> Opdrachten:
• 1. Geef uit het tekstfragment letterlijk het stuk weer dat begint bij "In de Wet innovatie" en doorloopt tot en met "op een kinderdagopvang.".
• 2. Welke twee instanties controleren volgens het tekstfragment de veiligheid van de ruimtes in opvanglocaties?

> Tekstfragment:
──────────────────────────────
Welke twee instanties houden zich bezig met het controleren van de veiligheid van ruimtes in de opvanglocaties?
De instanties die zich bezighouden met de veiligheid van de ruimtes zijn de GGD en de brandweer. Beide instanties controleren regelmatig alle opvanglocaties.
De vier pedagogische basisdoelen zijn:
Het bieden van fysieke en emotionele veiligheid.
Het bevorderen van de persoonlijke competentie van kinderen.
Het bevorderen van sociale competentie van kinderen.
Socialisatie door overdracht van waarden en normen.
In de Wet innovatie en kwaliteit kinderopvang (IKK) worden vier pedagogische basisdoelen besproken. Geef aan welke gevolgen het bevorderen van de persoonlijke competentie van kinderen heeft voor de pedagogisch medewerker op een kinderdagopvang.
Het bevorderen van de persoonlijke competentie betekent voor de pedagogisch medewerker dat hij ervoor zorgt dat de kinderen zich op persoonlijk vlak kunnen ontwikkelen. Dat betekent dat de pedagogisch medewerker goed kijkt naar wat het kind nodig heeft en dat hij activiteiten aanbiedt die het kind uitdagen. Het kind ontwikkelt in de eerste vier levensjaren de volgende competenties:
emotionele competentie: het gevoel er te mogen zijn en op anderen te kunnen vertrouwen
cognitieve competentie: de behoefte de wereld om je heen te begrijpen
communicatieve competentie: jezelf kenbaar willen maken in taal
motorisch-zintuiglijke competentie: streven naar zelfstandigheid en zelfredzaamheid
creatief beeldende competentie: jezelf uiten in beweging, geluid en materiaal
sociale competentie: inzicht in het ‘eigen ik’ in relatie tot anderen
morele competentie: erbij willen horen en streven naar waardering en goedkeuring.
──────────────────────────────
> Verzamelde gegevens:
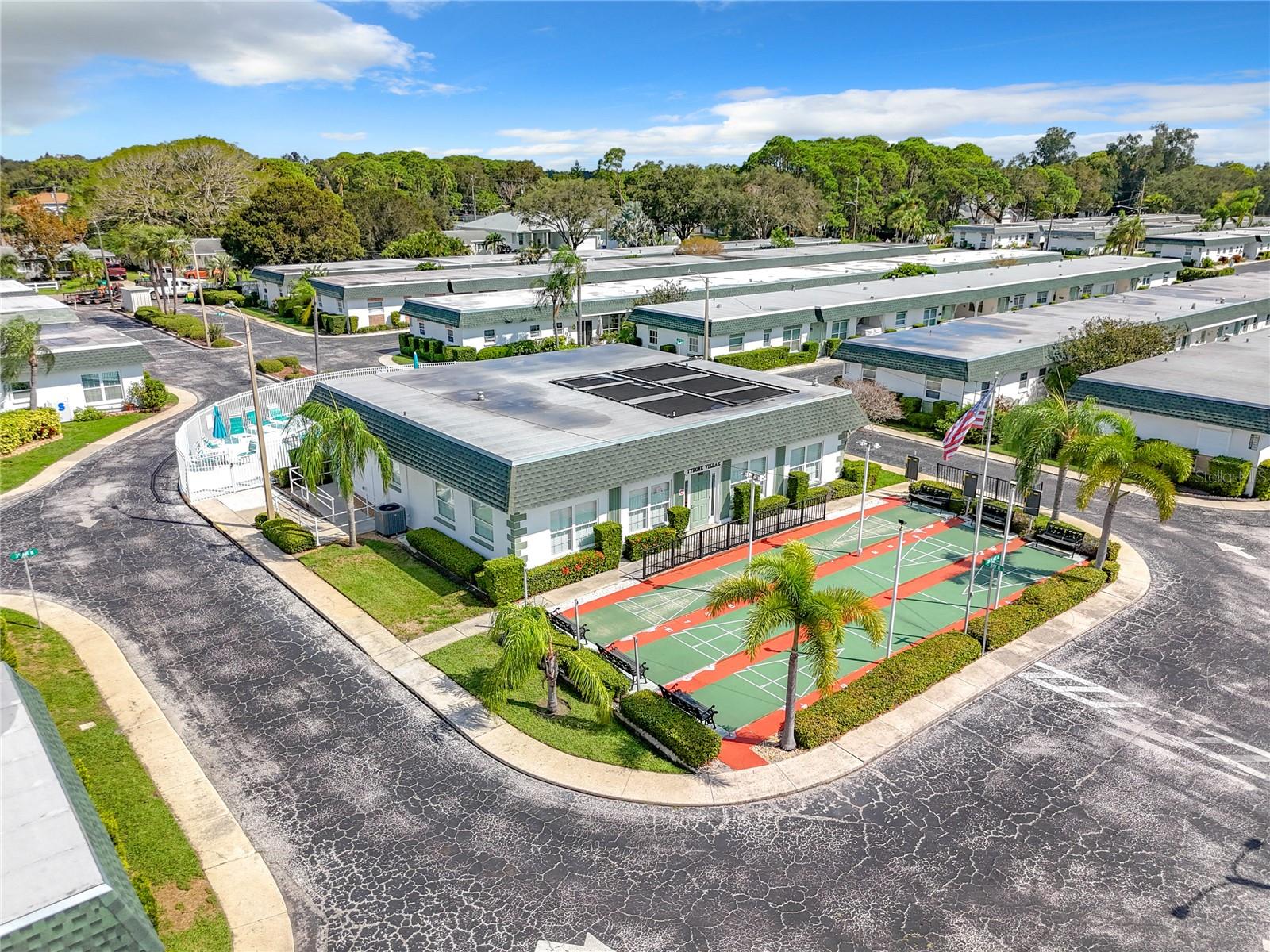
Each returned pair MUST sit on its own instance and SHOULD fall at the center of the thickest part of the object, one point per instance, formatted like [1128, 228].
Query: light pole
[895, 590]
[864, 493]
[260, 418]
──────────────────────────────
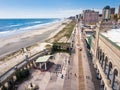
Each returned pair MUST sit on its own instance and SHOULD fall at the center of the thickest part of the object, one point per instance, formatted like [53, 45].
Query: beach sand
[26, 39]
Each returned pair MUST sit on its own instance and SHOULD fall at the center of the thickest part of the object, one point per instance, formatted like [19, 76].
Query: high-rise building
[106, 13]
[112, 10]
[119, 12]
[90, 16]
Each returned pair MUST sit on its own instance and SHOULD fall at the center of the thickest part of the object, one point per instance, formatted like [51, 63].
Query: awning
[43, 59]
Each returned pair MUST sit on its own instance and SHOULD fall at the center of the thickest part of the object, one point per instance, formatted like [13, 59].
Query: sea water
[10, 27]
──────────────────────────────
> Uitwerkingen per opdracht:
• 1.
In de Wet innovatie en kwaliteit kinderopvang (IKK) worden vier pedagogische basisdoelen besproken. Geef aan welke gevolgen het bevorderen van de persoonlijke competentie van kinderen heeft voor de pedagogisch medewerker op een kinderdagopvang.

• 2. De GGD en de brandweer.